Reproduce the records below word for word, starting at the line that contains "Put a point on every instance of the raised" and continuing through the last line of the records.

---------------

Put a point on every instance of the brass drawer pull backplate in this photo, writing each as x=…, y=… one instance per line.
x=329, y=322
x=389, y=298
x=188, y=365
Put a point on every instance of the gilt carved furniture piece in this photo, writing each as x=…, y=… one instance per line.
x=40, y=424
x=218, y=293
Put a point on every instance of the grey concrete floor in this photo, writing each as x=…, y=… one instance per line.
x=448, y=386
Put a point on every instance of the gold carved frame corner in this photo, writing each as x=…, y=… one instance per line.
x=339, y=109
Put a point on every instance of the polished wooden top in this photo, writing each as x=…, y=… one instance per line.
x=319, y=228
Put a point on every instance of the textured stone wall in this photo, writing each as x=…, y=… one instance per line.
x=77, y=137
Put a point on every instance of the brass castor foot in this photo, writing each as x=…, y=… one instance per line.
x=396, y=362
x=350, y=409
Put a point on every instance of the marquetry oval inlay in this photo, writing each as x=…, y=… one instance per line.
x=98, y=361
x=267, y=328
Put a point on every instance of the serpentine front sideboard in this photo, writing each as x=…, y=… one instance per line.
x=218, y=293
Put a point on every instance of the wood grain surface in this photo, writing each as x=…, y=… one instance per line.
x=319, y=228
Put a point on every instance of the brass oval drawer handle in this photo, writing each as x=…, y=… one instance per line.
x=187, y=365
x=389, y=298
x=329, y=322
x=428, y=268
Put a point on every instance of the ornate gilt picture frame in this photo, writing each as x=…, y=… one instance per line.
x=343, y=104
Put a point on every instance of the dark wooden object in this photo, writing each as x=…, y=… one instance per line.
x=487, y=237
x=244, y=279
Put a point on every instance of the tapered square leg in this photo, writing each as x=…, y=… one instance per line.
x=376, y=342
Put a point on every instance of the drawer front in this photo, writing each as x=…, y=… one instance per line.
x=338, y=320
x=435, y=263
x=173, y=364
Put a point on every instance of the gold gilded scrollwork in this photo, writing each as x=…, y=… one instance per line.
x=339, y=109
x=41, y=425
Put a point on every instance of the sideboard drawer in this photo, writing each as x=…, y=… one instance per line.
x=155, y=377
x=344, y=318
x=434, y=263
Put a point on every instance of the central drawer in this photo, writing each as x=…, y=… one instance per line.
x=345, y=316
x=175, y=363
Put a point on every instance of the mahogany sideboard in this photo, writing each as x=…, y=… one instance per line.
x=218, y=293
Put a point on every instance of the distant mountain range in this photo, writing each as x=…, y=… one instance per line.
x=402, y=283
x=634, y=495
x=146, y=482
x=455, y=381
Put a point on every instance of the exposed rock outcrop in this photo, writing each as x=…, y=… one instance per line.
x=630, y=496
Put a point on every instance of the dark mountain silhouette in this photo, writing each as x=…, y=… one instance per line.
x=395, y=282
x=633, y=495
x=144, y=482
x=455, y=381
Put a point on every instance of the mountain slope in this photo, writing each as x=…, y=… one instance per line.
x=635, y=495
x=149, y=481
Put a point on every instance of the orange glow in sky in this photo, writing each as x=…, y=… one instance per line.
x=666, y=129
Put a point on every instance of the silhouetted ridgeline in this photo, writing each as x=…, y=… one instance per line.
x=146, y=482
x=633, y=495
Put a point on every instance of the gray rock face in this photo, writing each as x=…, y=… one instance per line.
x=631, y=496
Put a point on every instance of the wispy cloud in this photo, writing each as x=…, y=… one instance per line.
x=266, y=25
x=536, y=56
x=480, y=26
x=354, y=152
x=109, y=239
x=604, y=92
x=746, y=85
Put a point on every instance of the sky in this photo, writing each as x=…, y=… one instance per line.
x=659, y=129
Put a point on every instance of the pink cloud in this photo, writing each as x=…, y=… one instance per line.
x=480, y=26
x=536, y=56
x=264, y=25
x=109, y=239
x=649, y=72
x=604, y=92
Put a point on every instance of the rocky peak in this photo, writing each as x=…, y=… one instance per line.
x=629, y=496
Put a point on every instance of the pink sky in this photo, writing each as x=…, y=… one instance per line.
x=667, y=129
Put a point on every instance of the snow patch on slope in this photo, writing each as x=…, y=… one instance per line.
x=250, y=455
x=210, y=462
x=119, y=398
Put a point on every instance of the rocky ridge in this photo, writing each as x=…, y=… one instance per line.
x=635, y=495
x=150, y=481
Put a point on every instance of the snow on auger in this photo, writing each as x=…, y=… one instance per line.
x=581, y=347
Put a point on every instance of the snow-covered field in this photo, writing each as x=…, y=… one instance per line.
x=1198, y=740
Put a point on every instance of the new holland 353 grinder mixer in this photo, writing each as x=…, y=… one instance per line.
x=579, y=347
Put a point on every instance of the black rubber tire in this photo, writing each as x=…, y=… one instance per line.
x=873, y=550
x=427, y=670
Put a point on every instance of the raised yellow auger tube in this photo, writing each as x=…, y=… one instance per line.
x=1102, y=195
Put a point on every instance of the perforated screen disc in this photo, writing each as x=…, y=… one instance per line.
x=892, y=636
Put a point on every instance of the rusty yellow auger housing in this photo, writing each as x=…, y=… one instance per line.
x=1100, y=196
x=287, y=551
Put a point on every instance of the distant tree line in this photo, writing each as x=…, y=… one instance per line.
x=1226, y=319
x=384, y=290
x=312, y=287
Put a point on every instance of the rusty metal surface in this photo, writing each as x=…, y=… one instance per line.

---------------

• **Exercise output**:
Put a point on every instance of the raised yellow auger tube in this photo, writing each as x=…, y=… one instance per line.
x=1102, y=195
Put a point on every instance of the perforated screen disc in this photo, writing each as x=…, y=… one instance per line.
x=892, y=636
Put a point on every instance of the rusty yellow auger housing in this photo, writing each as x=…, y=… one instance per line.
x=1100, y=196
x=287, y=551
Put a point on every instance of the distant tree line in this photo, writing each as x=…, y=… one instance per line.
x=1226, y=319
x=384, y=290
x=312, y=287
Put a point on every instance of the rusty metal surface in this photo, writing each as x=…, y=… one instance per line.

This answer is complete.